[[ Supplied records open ]]

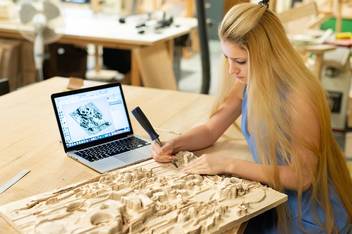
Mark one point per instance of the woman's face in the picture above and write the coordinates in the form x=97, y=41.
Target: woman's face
x=237, y=59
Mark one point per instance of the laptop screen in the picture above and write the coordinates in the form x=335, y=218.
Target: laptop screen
x=86, y=116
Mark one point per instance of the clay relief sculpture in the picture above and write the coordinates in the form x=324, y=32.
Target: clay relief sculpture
x=140, y=200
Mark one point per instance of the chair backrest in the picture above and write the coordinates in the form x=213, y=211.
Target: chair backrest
x=4, y=86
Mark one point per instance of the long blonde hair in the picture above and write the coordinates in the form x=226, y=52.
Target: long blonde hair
x=276, y=73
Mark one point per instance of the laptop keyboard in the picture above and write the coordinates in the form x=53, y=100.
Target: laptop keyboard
x=112, y=148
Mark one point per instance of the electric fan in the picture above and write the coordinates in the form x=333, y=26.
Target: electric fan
x=40, y=22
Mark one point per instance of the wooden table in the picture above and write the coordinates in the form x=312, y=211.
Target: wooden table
x=30, y=138
x=151, y=57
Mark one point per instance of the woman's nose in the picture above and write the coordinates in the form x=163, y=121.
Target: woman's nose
x=233, y=69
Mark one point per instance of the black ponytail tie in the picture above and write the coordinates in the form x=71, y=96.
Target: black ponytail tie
x=264, y=3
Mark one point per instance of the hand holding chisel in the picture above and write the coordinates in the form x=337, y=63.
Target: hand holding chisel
x=144, y=122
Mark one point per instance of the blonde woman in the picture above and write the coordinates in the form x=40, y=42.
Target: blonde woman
x=286, y=122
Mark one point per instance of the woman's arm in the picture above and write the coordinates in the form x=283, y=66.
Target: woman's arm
x=305, y=127
x=206, y=134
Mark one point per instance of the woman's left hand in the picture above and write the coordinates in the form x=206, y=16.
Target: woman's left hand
x=209, y=164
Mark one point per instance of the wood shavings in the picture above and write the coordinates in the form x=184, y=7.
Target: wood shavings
x=142, y=201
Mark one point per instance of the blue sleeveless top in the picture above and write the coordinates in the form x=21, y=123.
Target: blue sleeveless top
x=308, y=221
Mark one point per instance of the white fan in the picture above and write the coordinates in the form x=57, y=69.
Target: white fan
x=40, y=22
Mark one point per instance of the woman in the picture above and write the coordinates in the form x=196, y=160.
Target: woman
x=286, y=122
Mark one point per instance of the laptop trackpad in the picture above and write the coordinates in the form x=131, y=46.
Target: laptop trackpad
x=134, y=155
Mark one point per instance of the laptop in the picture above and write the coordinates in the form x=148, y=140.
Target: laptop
x=96, y=130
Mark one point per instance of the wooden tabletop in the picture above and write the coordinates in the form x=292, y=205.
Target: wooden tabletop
x=30, y=137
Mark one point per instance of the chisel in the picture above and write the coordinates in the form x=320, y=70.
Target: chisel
x=144, y=122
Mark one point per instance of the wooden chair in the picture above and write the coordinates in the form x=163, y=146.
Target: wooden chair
x=4, y=86
x=300, y=20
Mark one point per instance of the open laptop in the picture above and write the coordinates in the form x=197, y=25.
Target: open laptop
x=96, y=130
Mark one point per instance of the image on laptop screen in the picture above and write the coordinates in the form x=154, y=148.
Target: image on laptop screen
x=93, y=115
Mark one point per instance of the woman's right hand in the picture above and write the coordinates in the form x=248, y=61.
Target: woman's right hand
x=163, y=153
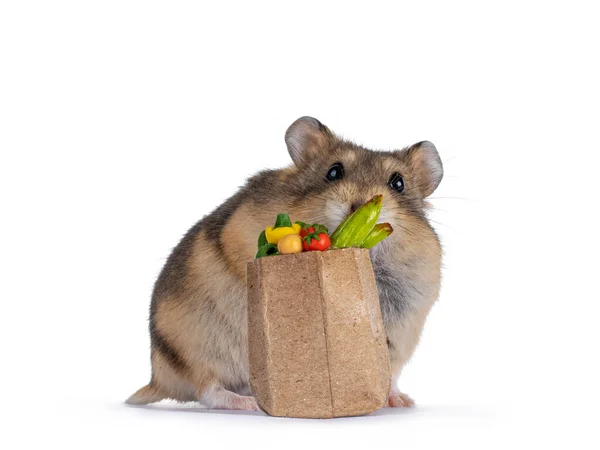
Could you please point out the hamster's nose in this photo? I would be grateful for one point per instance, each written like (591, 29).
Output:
(355, 206)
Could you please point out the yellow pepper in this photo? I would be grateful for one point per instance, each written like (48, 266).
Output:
(274, 235)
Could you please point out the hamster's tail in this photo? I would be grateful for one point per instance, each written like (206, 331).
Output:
(145, 395)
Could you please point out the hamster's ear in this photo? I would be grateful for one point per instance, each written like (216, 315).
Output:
(306, 138)
(426, 167)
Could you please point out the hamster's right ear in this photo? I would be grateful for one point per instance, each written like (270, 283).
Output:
(306, 138)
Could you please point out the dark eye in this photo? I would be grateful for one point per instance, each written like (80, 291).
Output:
(396, 182)
(335, 172)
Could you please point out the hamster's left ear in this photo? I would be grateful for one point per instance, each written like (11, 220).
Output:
(426, 167)
(306, 138)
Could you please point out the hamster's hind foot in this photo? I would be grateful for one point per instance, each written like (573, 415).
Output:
(397, 399)
(217, 397)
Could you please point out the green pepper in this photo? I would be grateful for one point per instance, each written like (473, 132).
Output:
(356, 227)
(262, 239)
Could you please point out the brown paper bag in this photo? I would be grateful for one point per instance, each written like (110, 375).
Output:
(317, 346)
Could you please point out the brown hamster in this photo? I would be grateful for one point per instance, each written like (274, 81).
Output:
(198, 319)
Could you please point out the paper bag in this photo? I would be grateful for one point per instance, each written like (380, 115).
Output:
(317, 345)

[[ Supplied records closed ]]

Problem requirements —
List every line above that contains the word "brown".

Response to this task —
Could you please point out the brown paper bag in this photo? I would be grateful for one point per instance, each written like (110, 375).
Could you please point out the brown hamster in this photo? I would be grateful for one point per instance, each written like (274, 81).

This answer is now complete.